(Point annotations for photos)
** Begin **

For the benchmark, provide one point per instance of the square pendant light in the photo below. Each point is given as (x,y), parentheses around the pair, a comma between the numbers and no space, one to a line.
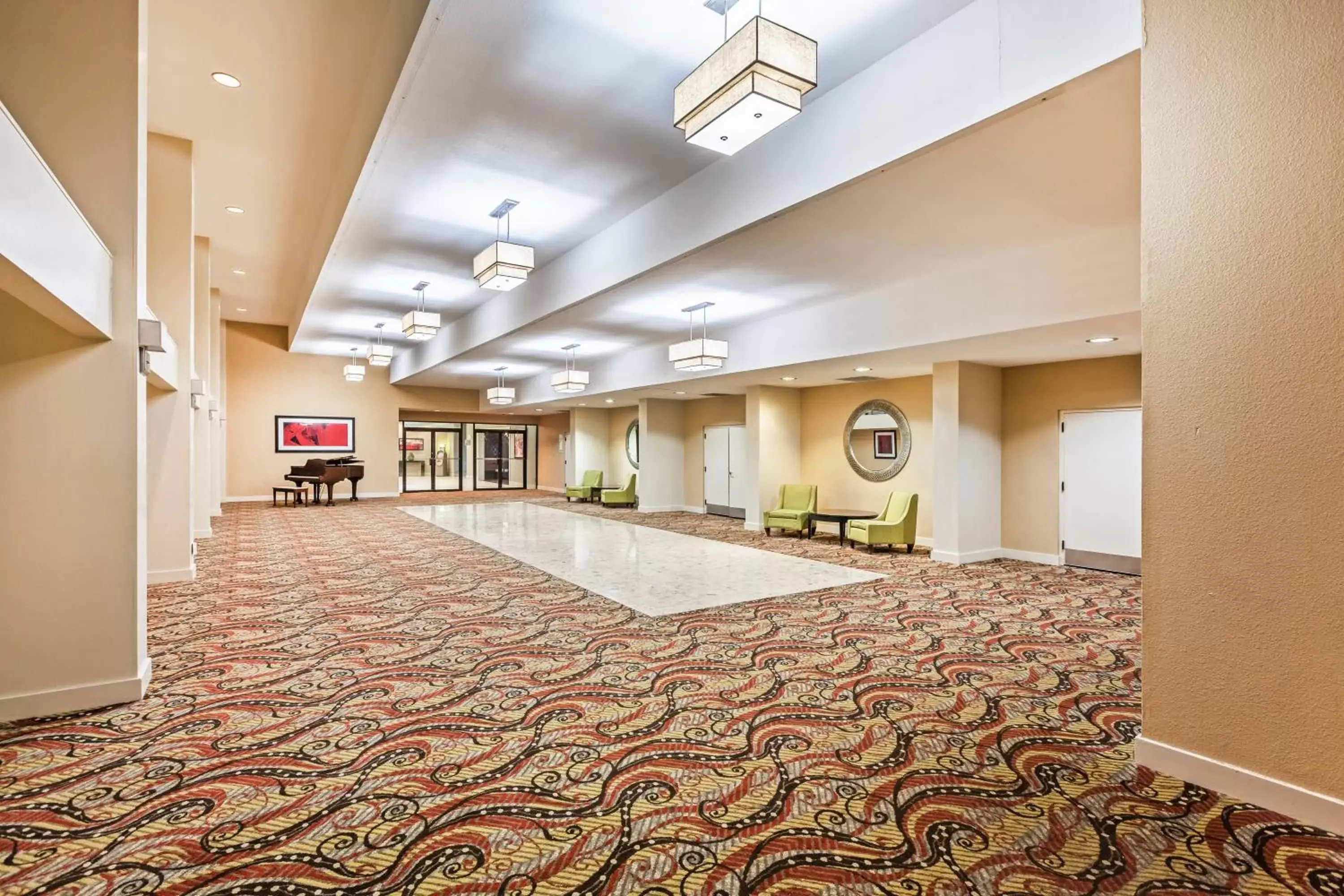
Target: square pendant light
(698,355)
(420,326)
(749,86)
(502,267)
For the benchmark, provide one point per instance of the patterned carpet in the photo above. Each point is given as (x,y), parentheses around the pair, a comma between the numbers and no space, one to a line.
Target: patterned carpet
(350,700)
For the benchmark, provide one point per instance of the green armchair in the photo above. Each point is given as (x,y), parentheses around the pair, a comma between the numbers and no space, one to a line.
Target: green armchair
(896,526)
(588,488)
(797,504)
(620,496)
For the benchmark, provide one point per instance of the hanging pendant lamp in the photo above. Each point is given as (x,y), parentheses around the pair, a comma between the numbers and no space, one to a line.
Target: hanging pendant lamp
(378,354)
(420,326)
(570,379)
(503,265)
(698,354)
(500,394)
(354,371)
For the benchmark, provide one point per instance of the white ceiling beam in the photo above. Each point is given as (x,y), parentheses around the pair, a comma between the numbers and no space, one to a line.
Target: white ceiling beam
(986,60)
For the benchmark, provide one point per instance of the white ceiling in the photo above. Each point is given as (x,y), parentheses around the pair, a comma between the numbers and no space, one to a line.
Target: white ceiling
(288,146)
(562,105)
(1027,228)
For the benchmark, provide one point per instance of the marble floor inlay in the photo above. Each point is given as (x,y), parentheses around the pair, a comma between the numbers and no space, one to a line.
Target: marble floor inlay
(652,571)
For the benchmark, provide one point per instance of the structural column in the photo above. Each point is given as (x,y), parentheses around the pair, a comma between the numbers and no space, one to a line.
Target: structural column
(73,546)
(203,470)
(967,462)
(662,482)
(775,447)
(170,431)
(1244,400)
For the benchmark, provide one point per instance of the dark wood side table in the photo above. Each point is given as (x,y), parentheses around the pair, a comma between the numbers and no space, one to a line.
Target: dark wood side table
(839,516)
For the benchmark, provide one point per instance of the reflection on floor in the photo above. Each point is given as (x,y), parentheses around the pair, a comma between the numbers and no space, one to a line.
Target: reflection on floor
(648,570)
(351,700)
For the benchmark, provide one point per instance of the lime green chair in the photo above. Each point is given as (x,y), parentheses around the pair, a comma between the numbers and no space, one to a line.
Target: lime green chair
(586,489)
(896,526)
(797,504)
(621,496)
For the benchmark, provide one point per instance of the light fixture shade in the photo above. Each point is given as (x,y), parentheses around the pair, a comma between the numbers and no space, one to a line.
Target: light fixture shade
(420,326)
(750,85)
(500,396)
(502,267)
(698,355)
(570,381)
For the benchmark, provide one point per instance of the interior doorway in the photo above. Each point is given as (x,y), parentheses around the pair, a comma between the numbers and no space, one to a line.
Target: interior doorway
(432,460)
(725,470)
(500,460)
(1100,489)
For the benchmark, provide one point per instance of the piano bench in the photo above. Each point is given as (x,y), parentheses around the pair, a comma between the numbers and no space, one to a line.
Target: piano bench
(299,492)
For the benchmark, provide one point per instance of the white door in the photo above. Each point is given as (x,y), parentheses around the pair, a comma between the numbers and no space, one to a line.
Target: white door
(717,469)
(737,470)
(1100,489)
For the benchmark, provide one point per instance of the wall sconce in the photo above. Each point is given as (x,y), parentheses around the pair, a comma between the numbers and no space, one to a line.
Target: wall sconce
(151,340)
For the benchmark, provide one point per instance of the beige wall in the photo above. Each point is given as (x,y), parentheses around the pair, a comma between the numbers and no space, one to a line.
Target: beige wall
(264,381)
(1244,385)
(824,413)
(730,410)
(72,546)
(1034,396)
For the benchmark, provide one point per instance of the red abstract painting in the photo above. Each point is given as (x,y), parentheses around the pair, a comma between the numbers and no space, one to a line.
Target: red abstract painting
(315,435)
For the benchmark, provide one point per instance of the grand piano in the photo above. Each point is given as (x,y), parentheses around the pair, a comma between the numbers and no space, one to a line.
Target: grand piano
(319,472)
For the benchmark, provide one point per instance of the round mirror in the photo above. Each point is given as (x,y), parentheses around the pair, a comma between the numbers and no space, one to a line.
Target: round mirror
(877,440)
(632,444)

** End **
** Begin **

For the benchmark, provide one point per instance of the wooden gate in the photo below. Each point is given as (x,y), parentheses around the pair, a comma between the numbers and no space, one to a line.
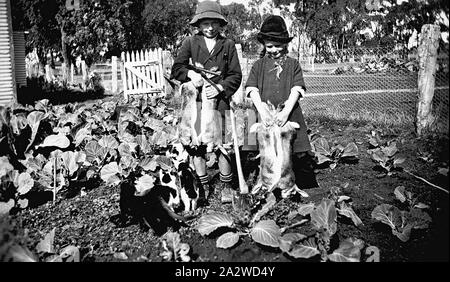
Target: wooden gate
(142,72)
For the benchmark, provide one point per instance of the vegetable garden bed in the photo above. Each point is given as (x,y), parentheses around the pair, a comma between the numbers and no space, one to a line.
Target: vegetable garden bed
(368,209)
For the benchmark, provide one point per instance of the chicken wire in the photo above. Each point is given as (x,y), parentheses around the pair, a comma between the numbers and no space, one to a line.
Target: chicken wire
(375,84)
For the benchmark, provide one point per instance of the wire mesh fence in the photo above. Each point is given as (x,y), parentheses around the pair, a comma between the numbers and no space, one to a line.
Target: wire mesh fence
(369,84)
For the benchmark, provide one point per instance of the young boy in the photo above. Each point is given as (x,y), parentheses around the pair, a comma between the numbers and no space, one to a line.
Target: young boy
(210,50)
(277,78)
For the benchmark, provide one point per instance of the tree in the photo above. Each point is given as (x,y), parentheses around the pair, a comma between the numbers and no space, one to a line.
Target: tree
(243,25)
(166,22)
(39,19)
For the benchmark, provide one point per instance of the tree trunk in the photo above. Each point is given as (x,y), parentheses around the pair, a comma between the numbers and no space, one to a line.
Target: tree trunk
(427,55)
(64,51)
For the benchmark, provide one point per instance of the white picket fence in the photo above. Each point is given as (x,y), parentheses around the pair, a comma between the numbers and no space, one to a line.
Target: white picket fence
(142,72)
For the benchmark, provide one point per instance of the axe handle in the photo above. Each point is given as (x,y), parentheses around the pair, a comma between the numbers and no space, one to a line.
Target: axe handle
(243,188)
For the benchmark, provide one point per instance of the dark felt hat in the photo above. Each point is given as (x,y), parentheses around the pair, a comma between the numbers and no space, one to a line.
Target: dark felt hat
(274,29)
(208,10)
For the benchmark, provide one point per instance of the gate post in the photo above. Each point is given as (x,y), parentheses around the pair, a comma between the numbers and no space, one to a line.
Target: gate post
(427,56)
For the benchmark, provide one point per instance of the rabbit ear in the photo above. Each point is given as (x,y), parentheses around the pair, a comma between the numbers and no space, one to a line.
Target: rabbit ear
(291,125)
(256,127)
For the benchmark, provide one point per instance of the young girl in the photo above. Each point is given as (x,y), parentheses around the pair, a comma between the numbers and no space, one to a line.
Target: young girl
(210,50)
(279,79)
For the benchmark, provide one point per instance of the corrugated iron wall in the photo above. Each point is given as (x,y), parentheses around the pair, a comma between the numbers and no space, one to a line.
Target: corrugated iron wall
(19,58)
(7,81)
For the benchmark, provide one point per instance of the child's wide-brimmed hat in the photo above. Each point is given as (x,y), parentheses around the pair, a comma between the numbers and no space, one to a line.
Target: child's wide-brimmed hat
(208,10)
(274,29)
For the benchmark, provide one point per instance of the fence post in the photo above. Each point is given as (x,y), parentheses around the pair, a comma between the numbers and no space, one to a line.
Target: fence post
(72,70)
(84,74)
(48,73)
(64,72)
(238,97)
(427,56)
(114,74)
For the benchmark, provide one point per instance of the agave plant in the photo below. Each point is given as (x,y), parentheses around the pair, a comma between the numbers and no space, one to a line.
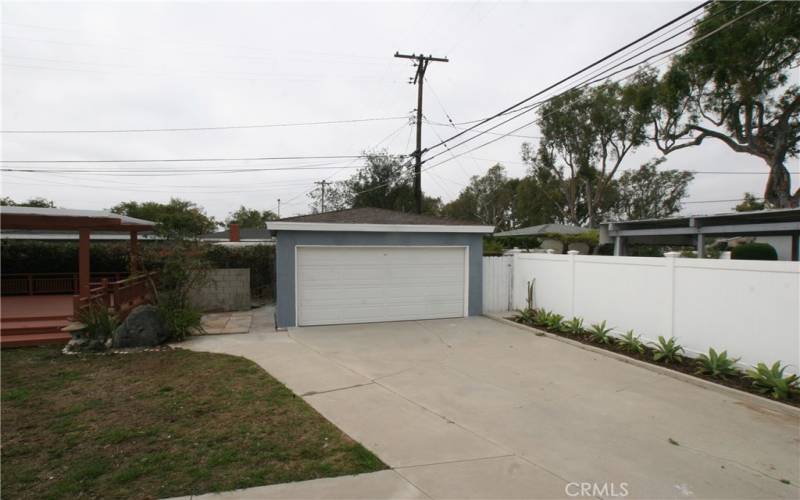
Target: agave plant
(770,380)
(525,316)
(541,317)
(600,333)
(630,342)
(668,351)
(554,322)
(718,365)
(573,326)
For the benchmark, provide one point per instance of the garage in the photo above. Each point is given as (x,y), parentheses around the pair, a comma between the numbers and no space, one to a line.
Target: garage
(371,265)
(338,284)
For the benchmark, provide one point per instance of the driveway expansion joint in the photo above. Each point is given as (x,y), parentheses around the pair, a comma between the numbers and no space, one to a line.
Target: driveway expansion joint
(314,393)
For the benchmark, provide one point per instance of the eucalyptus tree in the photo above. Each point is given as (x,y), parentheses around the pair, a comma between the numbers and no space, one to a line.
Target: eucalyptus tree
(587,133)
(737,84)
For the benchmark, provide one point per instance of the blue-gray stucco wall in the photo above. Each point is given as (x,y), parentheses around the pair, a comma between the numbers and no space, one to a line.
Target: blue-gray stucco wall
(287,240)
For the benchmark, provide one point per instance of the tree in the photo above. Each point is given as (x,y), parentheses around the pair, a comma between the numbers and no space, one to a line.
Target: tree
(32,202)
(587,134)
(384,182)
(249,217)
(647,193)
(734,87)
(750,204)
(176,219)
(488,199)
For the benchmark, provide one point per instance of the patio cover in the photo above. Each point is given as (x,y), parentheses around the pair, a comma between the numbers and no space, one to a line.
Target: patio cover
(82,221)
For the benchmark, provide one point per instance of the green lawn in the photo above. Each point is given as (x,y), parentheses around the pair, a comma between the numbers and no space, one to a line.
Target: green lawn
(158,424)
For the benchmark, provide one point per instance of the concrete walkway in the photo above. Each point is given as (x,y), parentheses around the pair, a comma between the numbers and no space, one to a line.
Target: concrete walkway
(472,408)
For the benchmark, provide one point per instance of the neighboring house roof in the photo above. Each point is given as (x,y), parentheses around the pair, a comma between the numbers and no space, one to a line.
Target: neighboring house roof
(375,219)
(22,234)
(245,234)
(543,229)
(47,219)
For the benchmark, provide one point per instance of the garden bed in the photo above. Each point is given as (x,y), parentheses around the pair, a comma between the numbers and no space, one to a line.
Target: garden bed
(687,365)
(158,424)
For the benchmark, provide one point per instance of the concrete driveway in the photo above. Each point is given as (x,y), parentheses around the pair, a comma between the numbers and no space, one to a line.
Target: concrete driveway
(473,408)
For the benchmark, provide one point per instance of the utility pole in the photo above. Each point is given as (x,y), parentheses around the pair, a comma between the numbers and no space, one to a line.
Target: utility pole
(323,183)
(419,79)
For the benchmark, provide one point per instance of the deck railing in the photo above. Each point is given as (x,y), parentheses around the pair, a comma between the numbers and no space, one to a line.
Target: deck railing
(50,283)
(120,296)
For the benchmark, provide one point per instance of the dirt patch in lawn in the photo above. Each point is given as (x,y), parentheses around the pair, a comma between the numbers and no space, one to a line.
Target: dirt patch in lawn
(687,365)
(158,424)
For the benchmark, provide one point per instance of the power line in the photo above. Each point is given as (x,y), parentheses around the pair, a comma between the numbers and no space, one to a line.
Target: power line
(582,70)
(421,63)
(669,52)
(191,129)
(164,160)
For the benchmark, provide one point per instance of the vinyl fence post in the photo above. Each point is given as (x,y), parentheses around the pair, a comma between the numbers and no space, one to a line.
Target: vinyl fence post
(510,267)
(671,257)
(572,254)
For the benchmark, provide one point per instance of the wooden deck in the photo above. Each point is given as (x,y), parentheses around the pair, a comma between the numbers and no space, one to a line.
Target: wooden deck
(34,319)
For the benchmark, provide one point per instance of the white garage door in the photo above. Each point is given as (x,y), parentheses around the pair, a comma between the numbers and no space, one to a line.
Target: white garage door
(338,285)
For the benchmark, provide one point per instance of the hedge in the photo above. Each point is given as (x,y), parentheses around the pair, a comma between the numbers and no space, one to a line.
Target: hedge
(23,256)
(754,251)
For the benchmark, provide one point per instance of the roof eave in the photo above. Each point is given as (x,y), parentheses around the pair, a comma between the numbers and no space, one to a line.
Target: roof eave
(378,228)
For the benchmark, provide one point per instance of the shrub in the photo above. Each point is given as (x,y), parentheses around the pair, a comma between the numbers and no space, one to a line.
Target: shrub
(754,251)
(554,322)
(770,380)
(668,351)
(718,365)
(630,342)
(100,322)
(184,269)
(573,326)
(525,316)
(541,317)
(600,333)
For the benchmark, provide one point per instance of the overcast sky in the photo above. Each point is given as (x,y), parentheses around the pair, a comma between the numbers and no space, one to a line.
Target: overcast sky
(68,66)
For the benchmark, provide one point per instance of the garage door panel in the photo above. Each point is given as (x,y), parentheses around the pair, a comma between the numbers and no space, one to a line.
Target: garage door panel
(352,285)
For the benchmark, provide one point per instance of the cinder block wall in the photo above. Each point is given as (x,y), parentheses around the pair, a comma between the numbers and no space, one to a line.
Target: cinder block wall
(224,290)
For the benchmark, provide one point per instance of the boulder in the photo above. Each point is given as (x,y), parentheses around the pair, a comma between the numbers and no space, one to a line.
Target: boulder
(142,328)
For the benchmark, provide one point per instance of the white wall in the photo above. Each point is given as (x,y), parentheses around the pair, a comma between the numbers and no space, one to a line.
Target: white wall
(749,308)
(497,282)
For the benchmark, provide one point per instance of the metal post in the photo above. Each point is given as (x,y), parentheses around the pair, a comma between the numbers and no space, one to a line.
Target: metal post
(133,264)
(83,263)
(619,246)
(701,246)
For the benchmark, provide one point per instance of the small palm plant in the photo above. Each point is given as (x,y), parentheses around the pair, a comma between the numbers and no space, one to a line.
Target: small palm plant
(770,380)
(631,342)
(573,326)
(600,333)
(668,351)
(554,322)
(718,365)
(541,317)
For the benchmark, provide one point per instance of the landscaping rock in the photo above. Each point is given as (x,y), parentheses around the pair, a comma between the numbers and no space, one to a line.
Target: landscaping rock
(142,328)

** End **

Set problem
Count the lines of the records above that contain the word "structural" and give only the number.

Reply
2